::: DATA :::

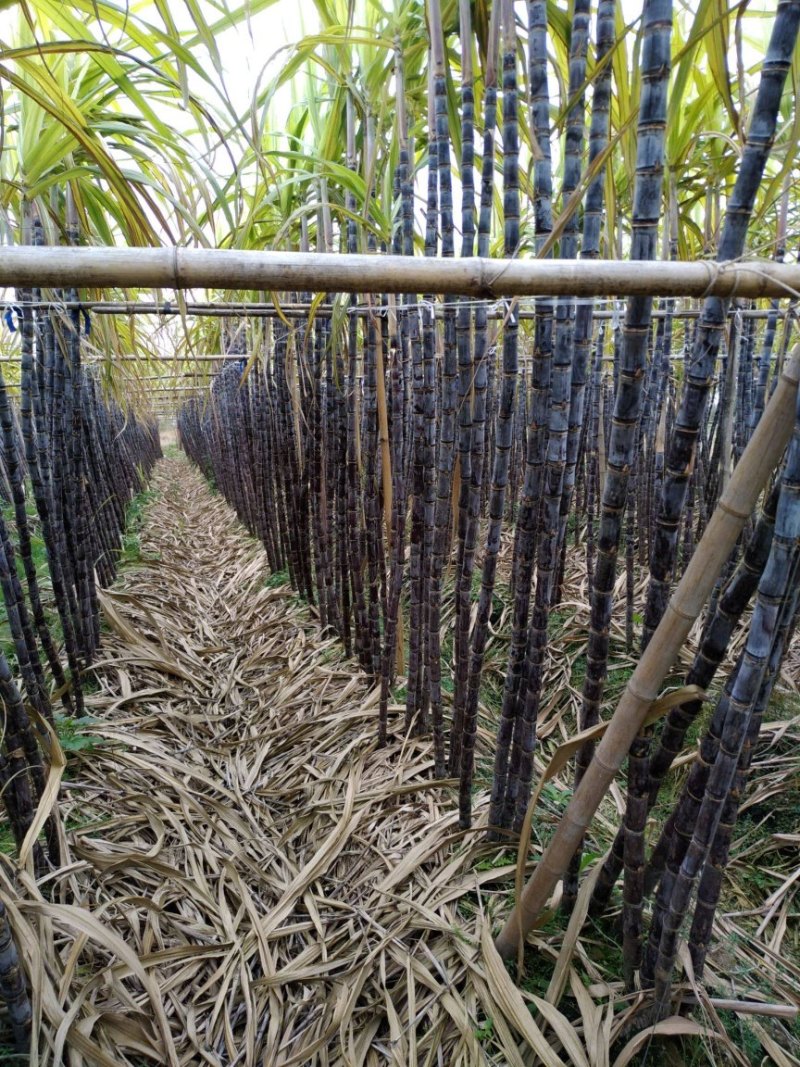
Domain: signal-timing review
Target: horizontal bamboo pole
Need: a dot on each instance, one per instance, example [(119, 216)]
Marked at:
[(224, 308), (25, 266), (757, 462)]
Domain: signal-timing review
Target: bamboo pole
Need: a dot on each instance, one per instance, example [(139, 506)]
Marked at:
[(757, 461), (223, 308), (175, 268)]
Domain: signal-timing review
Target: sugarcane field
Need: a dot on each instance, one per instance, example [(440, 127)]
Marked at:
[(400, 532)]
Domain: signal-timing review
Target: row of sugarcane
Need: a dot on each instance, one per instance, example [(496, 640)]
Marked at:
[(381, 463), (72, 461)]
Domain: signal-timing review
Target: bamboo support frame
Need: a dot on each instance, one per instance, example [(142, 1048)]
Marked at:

:::

ABOUT THIS EXERCISE: Pull every line containing "pole" from the entries above and copy it.

EXERCISE SOLUTION:
Target: horizontal bamboo pole
Target: bamboo pole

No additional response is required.